Text:
Start
Coin Change Problem - 1

The motivation for this article is from the Coin Sums problem on Project Euler+. The Coin Change Problem has troubled me a lot so here is an explanation for other troubled souls who come in search for solutions and wisdom.

Problem Statement

“Given the total sum and the types of coins find the number of ways that the sum can be formed using an infinite supply of the coins”

Note the order of coins does not matter. (1,1,2) is the same as (1,2,1) for a sum of 4.

Logic

To count the number of ways to make change for a particular value N we can choose any coin c and then count the number of ways to make change for the value N - c. Now if we consider these coins sequentially we can decide to do either one of these -

1. Include this coin in calculating our answer and then find the number of ways to make a change of N-c value.
2. Exclude this coin in calculating our answer and in any further calculations.

Let the types of coins (denominations) be the same as that in Q31 of Project Euler+. We can represent our coins as a 1D vector. vector<int> coins = {1,2,5,10,20,50,100,200};
Let index denote the current coin that we are having a look at.

So our code is something like this now:

int noOfWays(int N, int index)
End
Data shown:
Start
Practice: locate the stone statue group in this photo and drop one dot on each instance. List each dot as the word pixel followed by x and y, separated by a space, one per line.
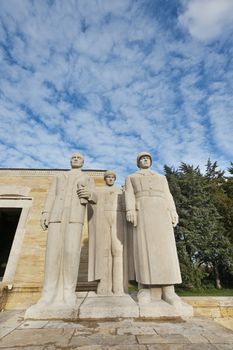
End
Problem to work on: In the coin change article above, transcribe everything from "2. Exclude this" down to "having a look at.".

The reply:
2. Exclude this coin in calculating our answer and in any further calculations.

Let the types of coins (denominations) be the same as that in Q31 of Project Euler+. We can represent our coins as a 1D vector. vector<int> coins = {1,2,5,10,20,50,100,200};
Let index denote the current coin that we are having a look at.